Aim of the exercise
Restate all of the data precisely, omitting nothing.

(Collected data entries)
=-=-=

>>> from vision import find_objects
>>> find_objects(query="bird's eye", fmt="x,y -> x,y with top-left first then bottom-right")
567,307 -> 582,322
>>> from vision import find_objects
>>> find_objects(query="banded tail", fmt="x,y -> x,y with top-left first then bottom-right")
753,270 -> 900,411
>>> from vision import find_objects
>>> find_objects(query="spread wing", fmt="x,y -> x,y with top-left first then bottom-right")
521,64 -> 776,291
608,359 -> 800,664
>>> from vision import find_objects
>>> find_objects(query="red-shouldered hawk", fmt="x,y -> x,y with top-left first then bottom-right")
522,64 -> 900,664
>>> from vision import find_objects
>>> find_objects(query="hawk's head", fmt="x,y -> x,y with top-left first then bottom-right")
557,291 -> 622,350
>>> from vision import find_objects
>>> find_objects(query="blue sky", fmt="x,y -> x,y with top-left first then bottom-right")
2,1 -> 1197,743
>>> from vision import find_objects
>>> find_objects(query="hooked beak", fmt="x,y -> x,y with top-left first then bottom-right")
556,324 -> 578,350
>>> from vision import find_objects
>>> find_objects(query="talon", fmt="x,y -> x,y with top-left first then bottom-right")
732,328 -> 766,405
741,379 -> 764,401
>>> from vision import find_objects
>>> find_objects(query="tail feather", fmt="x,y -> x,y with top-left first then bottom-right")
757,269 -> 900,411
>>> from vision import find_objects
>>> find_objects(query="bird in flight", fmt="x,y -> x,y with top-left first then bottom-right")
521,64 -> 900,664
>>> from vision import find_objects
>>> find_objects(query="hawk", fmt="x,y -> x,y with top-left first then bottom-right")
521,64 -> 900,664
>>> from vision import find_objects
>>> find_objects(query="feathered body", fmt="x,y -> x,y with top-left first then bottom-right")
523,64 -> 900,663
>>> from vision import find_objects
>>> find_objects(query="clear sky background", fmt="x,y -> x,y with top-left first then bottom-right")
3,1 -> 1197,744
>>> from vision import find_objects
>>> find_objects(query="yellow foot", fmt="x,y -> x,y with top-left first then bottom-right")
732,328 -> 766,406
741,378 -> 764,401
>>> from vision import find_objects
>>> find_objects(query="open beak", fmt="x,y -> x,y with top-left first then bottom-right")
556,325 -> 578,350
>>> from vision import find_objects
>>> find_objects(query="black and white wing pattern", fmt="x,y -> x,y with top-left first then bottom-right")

=-=-=

Response area
>>> from vision import find_objects
>>> find_objects(query="bird's eye", fmt="x,y -> x,y with top-left first then bottom-right")
567,307 -> 582,322
>>> from vision import find_objects
>>> find_objects(query="banded tail", fmt="x,y -> x,y with top-left first then bottom-right")
753,270 -> 900,411
>>> from vision import find_objects
>>> find_objects(query="spread wing", fmt="x,y -> x,y with top-left first then bottom-right")
521,64 -> 776,291
608,359 -> 800,664
>>> from vision import find_objects
>>> find_objects(query="red-shouldered hawk", fmt="x,y -> x,y with top-left first then bottom-right")
522,64 -> 900,664
>>> from vision import find_objects
>>> find_objects(query="hawk's head", fmt="x,y -> x,y with top-left first then bottom-right")
557,291 -> 622,350
>>> from vision import find_objects
>>> find_objects(query="blue sky", fmt="x,y -> x,y with top-left first then bottom-right")
2,1 -> 1197,743
>>> from vision import find_objects
>>> find_objects(query="hooked beak", fmt="x,y -> x,y with top-left first then bottom-right")
556,324 -> 578,350
>>> from vision import find_objects
>>> find_objects(query="talon", fmt="x,y -> x,y with top-left first then bottom-right")
732,328 -> 766,405
741,379 -> 764,401
>>> from vision import find_objects
>>> find_objects(query="tail feather", fmt="x,y -> x,y with top-left first then bottom-right")
757,269 -> 900,411
>>> from vision import find_objects
>>> find_objects(query="bird in flight", fmt="x,y -> x,y with top-left first then bottom-right")
521,64 -> 900,664
>>> from vision import find_objects
>>> find_objects(query="hawk", fmt="x,y -> x,y with top-left first then bottom-right")
521,64 -> 900,664
>>> from vision import find_objects
>>> find_objects(query="feathered body", fmt="x,y -> x,y with top-left first then bottom-right")
523,64 -> 900,663
>>> from vision import find_objects
>>> find_objects(query="clear sky background", fmt="x,y -> x,y with top-left first then bottom-right")
3,1 -> 1197,744
>>> from vision import find_objects
>>> find_objects(query="yellow foot", fmt="x,y -> x,y with top-left first then bottom-right")
732,328 -> 766,406
741,378 -> 764,401
>>> from vision import find_objects
>>> find_objects(query="open beak", fmt="x,y -> x,y with top-left first then bottom-right")
556,325 -> 578,350
>>> from vision import find_objects
>>> find_objects(query="black and white wing pattern", fmt="x,y -> x,y with top-left first then bottom-right")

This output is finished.